Work to complete
Pull out each line of the records that contains the word "calm" and copy those lines unchanged.

Extracted information
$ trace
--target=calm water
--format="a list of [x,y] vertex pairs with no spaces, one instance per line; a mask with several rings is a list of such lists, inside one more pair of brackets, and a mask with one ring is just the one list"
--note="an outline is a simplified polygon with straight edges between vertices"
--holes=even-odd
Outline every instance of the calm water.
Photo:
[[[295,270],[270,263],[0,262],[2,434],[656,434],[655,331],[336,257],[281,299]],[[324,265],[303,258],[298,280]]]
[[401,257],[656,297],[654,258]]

...

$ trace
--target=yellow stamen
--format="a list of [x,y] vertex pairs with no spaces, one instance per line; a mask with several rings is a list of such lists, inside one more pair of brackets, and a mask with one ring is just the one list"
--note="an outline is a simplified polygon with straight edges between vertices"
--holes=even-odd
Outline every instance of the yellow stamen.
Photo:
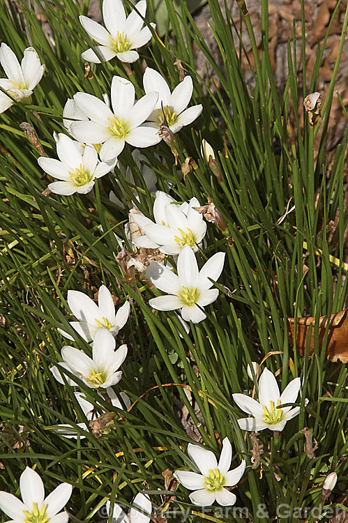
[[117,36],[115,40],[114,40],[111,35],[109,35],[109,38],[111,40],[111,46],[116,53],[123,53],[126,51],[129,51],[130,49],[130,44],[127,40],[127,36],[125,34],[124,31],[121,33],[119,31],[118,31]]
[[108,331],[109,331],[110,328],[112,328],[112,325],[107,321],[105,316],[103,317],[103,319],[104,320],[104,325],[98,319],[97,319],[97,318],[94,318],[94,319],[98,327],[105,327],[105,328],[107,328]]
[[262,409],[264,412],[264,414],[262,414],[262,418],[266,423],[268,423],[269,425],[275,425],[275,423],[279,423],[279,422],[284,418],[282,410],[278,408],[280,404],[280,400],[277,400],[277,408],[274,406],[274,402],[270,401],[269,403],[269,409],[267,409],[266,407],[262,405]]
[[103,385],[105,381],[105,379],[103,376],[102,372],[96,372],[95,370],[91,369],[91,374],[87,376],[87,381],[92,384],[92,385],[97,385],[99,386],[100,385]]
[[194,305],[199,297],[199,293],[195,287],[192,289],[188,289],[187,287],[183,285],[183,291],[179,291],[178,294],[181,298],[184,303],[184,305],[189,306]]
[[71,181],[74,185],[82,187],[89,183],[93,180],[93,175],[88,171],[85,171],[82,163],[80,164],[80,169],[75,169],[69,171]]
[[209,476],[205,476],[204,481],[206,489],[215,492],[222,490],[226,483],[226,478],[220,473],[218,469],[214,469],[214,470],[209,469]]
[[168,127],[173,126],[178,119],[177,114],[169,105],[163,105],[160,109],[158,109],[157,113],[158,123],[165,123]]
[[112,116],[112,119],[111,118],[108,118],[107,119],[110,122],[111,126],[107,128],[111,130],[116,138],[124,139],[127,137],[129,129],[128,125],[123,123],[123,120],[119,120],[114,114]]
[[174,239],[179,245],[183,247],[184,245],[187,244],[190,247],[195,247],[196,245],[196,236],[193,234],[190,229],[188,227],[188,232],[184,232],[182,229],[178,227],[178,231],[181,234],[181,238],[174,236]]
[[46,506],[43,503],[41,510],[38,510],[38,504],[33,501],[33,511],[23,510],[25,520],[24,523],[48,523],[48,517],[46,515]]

* * *

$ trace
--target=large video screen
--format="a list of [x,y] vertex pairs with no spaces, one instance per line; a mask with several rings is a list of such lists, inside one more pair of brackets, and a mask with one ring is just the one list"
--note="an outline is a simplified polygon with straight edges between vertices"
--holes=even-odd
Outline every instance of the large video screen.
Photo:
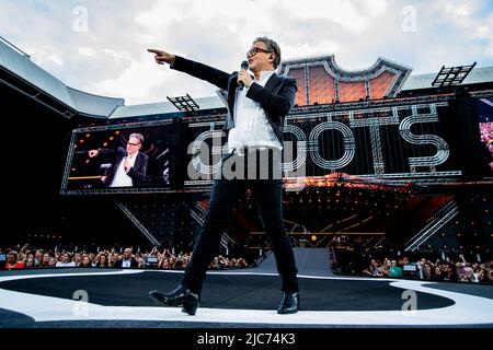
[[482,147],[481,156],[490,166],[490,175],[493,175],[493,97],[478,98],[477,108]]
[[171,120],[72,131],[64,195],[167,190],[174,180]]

Result
--target=calm water
Outline every instance of the calm water.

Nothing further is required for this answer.